_Задание 1_
Сколько мусульманских дворов, по отрывку о Шагин-Гирее, должны были вместе выставлять одного полностью снаряженного всадника?
_Задание 2_
Выберите из строк ниже все, где есть слово «café». Регистр букв учитывается.

_Отрывок со страницы_
★ ★ ★
Теперь кандидат в «крымского Пётра Великого» мог приступить к исполнению задуманных реформ. Только не было рядом ни своего Меньшикова, ни «птенцов – товарищей, сынов», ни солдат, равных «потешным». С них и начал. Раньше в набегах на соседей, в отражении врагов участвовали все татары, которые были способны сидеть в седле и владеть оружием. Шагин обязал каждые пять мусульманских дворов поставлять для несения службы полностью экипированного всадника. И сразу – массовое неприятие новшества «титульным народом». Армия по европейскому образцу не состоялась. Хан утешился гвардией. Не удалась и попытка замены управителей на местах, на основе «кормления», чиновниками с фиксированным окладом. В попытке переноса столицы из татарского Бахчисарая в интернациональную, преимущественно христианскую Кафу мусульмане усмотрели пренебрежение заветами отцов. Осуждение единоверцев вызывали и «гяурские привычки» испорченного правителя: сидеть на стуле, спать на кровати, пропускать молебны мечети, покупать бесстыдные картины, читать светскую литературу и пр. и пр. Правда, хан-полуевропеец давал немало законных поводов для раздражения его действиями и образом личной жизни. Он был падок до роскоши, жесток, будто старозаветный азиатский тиран. И года не прошло, как вспыхнул бунт новобранцев. Его поддержали старые ополченцы, духовенство, знать. Гвардия изменила своему создателю и щедрому опекуну. Братья Шагин-Гирея стали на сторону участников переворота, которые провозгласили ханом одного из них. Не понятый даже близким окружением, одинокий реформатор нашёл убежище у иноверцев.
★ ★ ★
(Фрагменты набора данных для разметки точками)
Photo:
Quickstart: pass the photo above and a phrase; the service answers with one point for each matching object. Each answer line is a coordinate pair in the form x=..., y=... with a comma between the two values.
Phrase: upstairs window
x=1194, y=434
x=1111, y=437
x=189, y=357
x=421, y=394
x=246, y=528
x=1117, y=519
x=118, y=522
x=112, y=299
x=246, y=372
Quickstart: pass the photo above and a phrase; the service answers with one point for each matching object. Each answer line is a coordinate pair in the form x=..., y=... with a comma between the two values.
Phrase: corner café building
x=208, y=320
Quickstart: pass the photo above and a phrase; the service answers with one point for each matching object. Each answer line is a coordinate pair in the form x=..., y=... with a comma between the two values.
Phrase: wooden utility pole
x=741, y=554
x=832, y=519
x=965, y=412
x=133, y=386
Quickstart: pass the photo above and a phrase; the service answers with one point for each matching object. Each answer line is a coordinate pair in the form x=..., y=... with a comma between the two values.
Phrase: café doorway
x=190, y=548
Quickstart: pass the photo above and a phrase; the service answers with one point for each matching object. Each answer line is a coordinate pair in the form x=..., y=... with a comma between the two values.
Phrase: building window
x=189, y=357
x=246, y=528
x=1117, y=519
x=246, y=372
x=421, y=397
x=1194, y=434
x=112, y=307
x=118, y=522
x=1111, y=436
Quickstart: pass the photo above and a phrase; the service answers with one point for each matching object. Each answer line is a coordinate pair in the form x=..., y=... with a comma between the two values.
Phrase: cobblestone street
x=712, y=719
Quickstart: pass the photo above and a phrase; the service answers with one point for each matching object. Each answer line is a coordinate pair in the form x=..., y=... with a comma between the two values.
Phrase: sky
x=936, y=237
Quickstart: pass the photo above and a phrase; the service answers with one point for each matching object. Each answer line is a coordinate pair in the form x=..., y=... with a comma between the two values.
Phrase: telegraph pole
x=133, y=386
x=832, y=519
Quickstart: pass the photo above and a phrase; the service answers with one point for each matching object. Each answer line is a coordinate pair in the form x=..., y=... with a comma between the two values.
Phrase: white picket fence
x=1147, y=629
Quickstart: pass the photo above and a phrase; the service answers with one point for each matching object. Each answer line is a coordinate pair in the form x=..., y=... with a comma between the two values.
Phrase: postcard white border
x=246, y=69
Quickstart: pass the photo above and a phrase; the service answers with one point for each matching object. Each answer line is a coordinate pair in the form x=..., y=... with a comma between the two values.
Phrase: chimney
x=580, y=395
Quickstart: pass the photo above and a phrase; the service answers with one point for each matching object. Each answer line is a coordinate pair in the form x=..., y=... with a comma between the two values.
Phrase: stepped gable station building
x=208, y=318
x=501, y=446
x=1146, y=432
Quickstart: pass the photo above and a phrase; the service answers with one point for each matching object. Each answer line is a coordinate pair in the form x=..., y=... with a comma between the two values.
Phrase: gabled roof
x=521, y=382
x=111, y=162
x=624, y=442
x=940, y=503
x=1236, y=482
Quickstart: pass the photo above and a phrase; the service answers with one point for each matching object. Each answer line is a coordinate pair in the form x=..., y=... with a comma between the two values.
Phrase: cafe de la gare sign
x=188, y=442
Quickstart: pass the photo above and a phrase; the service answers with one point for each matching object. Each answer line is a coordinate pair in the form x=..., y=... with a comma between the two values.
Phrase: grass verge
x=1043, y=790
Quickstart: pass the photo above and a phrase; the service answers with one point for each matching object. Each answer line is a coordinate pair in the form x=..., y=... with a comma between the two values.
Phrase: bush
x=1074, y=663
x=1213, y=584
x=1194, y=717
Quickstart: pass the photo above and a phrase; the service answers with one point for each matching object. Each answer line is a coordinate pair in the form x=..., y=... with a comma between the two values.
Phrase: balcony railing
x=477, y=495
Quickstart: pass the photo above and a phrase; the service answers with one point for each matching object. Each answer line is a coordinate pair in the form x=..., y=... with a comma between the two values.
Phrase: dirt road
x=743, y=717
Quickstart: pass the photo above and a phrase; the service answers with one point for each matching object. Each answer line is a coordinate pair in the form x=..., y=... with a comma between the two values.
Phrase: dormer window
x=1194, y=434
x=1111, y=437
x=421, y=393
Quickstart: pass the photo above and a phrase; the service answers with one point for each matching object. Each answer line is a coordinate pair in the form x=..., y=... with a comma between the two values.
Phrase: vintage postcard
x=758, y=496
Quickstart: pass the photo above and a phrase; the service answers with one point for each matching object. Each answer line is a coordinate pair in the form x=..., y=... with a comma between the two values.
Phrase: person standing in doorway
★ ★ ★
_Письменный ответ 1_
Каждые пять мусульманских дворов.

_Письменный ответ 2_
Phrase: corner café building
Phrase: café doorway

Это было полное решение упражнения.